## Information given
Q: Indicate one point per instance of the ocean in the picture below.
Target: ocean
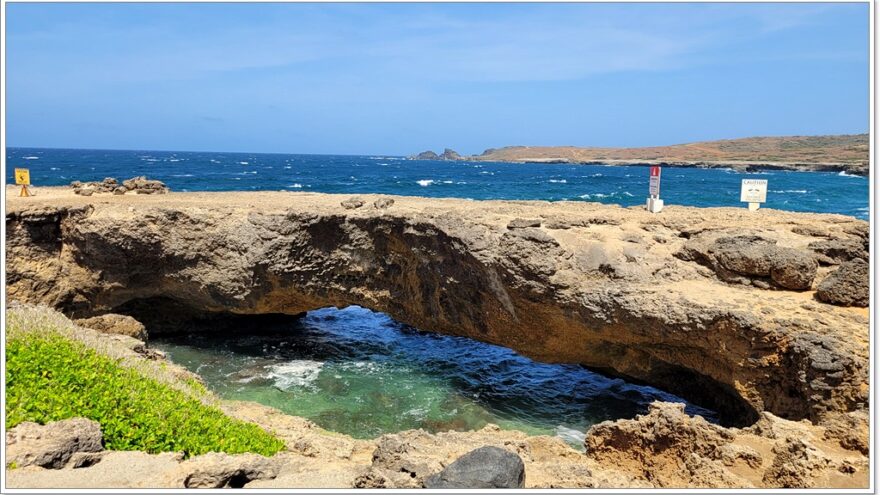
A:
(361, 373)
(821, 192)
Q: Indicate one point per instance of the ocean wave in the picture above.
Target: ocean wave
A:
(295, 374)
(570, 435)
(603, 195)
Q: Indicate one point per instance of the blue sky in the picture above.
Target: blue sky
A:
(402, 78)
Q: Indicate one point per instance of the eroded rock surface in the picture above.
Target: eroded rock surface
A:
(115, 324)
(667, 299)
(51, 445)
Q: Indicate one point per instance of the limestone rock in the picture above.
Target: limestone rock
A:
(115, 324)
(450, 154)
(51, 445)
(219, 470)
(837, 251)
(846, 286)
(486, 467)
(522, 223)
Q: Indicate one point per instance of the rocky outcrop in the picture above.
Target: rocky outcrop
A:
(140, 185)
(486, 467)
(618, 289)
(846, 286)
(673, 450)
(448, 155)
(753, 260)
(115, 324)
(663, 448)
(219, 470)
(51, 445)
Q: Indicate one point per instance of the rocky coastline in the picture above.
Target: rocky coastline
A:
(759, 315)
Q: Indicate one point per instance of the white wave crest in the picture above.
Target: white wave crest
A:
(295, 374)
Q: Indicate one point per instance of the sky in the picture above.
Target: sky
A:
(403, 78)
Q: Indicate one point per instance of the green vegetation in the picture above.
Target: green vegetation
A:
(49, 378)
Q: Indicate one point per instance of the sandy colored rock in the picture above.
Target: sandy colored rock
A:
(846, 286)
(51, 445)
(219, 470)
(485, 467)
(115, 324)
(603, 292)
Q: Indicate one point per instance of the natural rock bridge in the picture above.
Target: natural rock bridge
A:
(716, 304)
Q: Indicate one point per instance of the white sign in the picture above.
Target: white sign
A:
(654, 184)
(753, 191)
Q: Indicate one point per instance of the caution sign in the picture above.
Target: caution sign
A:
(654, 184)
(22, 176)
(753, 191)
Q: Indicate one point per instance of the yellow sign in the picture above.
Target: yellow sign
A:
(22, 176)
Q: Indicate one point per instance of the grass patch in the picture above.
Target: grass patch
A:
(50, 378)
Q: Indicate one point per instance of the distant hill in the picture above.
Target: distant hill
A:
(847, 153)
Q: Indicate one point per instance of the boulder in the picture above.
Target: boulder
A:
(485, 467)
(220, 470)
(846, 286)
(449, 154)
(115, 324)
(142, 185)
(522, 223)
(53, 444)
(755, 260)
(352, 203)
(836, 251)
(792, 268)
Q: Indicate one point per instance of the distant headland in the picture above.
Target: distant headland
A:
(840, 153)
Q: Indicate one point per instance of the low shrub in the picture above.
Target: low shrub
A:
(49, 378)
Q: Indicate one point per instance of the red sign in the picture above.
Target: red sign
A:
(654, 185)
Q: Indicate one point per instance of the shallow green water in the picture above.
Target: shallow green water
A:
(361, 373)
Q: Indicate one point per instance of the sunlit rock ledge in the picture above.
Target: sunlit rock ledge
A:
(717, 305)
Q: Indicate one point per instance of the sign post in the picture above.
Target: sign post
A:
(23, 178)
(753, 192)
(654, 204)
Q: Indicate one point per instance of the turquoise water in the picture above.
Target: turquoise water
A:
(210, 171)
(362, 373)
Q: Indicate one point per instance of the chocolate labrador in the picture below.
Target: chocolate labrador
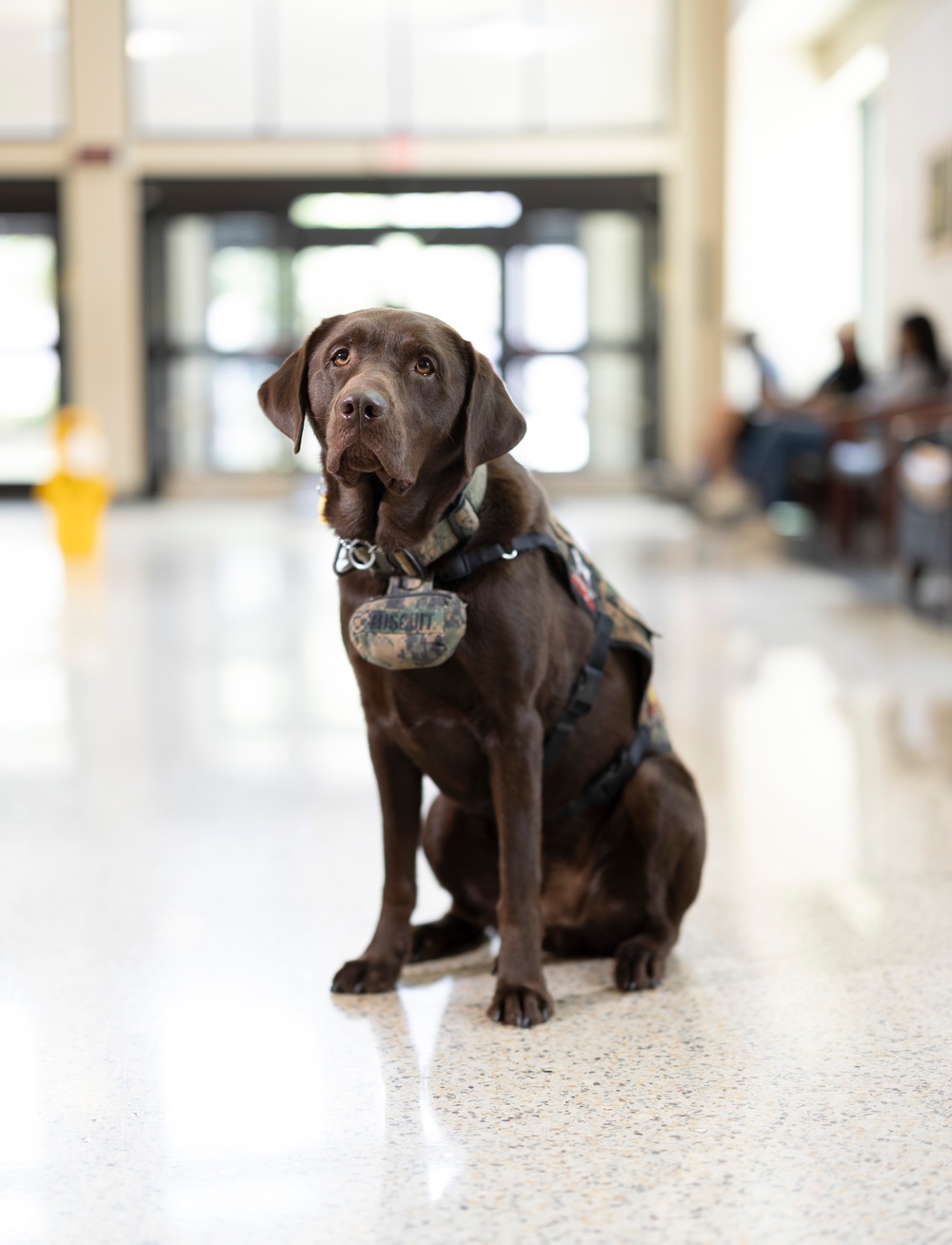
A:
(478, 687)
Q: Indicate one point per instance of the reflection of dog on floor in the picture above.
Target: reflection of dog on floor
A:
(491, 656)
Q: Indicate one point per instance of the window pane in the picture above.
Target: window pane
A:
(616, 381)
(553, 393)
(193, 65)
(466, 64)
(242, 439)
(612, 66)
(612, 246)
(32, 68)
(215, 424)
(457, 284)
(29, 361)
(330, 280)
(243, 312)
(546, 298)
(321, 91)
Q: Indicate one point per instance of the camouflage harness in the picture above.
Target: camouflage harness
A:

## What the task requires
Please output the lines of the listing above that fall in the stretch from the one with "Target: rocky outcrop" through the one with "Target: white wave crest", exactly and only those.

## Reply
Target: rocky outcrop
A:
(140, 185)
(486, 467)
(618, 289)
(846, 286)
(673, 450)
(448, 155)
(753, 260)
(115, 324)
(663, 448)
(219, 470)
(51, 445)
Q: Indicate one point per instance of the rocky coastline in the picture above.
Target: rocky coastline
A:
(759, 315)
Q: Indicate one point per instance of the white wave crest in the picture above.
Target: white wave crest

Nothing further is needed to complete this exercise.